• **TEXT PROVIDED**

On September 17, 1990, District Ranger Gilbert Easter sent petitioner Greg Biagi a letter acknowledging receipt of his special use permit application. ER Tab 33, at 58-59. In April 1994, District Ranger Blaine Baker informed Biagi that his application for a special use permit appeared to be complete. ER Tab 33, at 32. On December 27, 1995, Biagi wrote to Congressman Frank Riggs complaining about not yet having received a special use permit. ER Tab 33, at 19-21. In response to a resulting inquiry, the Chief of the Forest Service explained that it had been inappropriate for the agency ever to have permitted a gate "on national forest land over one mile from the property boundary," and that "[t]here is no reason or justification for retaining the gate in its current location." ER Tab 33, at 12.
On March 7, 1996, Carl Tompkins, Acting Director for Lands and Real Estate Management of the Forest Service's Pacific Southwest Region, informed Greg Biagi that there was "no resource or legal justification to retain the gate in the current location" and that "the existing gate should be removed and relocated on private land at the property boundary between private and National Forest land." ER Tab 33, at 10. Tompkins warned that the Forest Service would remove the gate after 90 days if Biagi did not remove it before then. Ibid. See also ER Tab 33, at 1, 7.
4. Petitioners filed this lawsuit on the eve of the Forest Service's 90-day deadline for removing the gate. They alleged that the imminent removal of the gate violated NEPA, CEQ regulations, and the Administrative Procedure Act (APA), 5 U.S.C. 706, because the agency had not prepared an environmental assessment (see 40 C.F.R. 1508.9) or an environmental impact statement. ER Tab 1, at 11-15. On August 14, 1996, the district court entered a preliminary injunction barring the Forest Service from removing the gate. ER Tab 31, at 14-15. On August 25, 1997, the district court dissolved the preliminary injunction and granted the Forest Service's motion for summary judgment. Pet. App. A1-A12.
The district court concluded that the Forest Service's "refusal to issue a special use permit to plaintiffs does not constitute major federal action." Pet. App. A11. It surveyed decisions identifying "major" federal action and observed that most of the cases involved "actions much broader in scope than" the Forest Service's decision here to remove a gate from a "one-mile segment of road" that plaintiffs themselves "currently use on a regular basis." Id. at A9, A10. The court held that "the denial of a special use permit by defendant here cannot, as a matter of law, constitute the type of 'major Federal action' contemplated by NEPA." Id. at A11. "To so rule," the court reasoned, "would be to vest entitlements in private individuals occupying national forest land, and cripple defendant in its ability to manage the nation's forests." Ibid. Because the district court concluded that the Forest Service's decision to deny a permit for the gate was not a "major" federal action-a conclusion sufficient to establish that "NEPA is not implicated"-the court did not reach the question "whether such action constitutes major federal action significantly affecting the human environment." Ibid.

• **DATA ENTRIES**
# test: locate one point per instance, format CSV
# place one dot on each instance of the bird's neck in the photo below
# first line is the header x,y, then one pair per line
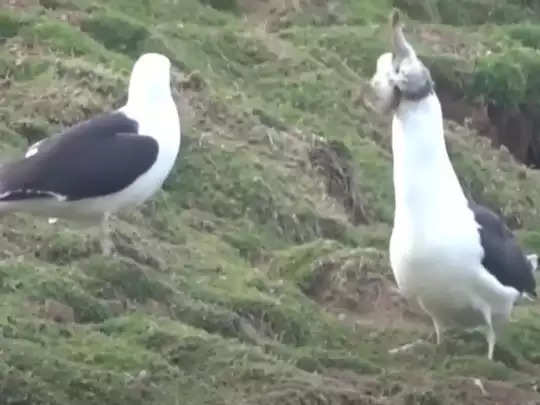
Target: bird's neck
x,y
424,179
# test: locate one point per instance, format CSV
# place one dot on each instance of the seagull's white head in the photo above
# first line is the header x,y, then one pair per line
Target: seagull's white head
x,y
150,79
400,74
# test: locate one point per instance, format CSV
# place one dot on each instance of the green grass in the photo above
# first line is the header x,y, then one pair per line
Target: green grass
x,y
259,274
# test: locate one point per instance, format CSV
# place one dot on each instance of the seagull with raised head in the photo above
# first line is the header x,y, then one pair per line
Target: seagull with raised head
x,y
97,167
456,258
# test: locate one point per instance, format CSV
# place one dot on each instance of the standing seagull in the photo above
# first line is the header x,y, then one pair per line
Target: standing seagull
x,y
457,259
99,166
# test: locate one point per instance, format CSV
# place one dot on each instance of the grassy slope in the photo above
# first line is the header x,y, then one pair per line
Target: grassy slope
x,y
259,274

• **WHAT YOU SHOULD DO**
Reproduce word for word everything in the passage above on the Forest Service gate, from "On September 17, 1990, District" down to "Tab 33, at 12.".

• **FINAL RESULT**
On September 17, 1990, District Ranger Gilbert Easter sent petitioner Greg Biagi a letter acknowledging receipt of his special use permit application. ER Tab 33, at 58-59. In April 1994, District Ranger Blaine Baker informed Biagi that his application for a special use permit appeared to be complete. ER Tab 33, at 32. On December 27, 1995, Biagi wrote to Congressman Frank Riggs complaining about not yet having received a special use permit. ER Tab 33, at 19-21. In response to a resulting inquiry, the Chief of the Forest Service explained that it had been inappropriate for the agency ever to have permitted a gate "on national forest land over one mile from the property boundary," and that "[t]here is no reason or justification for retaining the gate in its current location." ER Tab 33, at 12.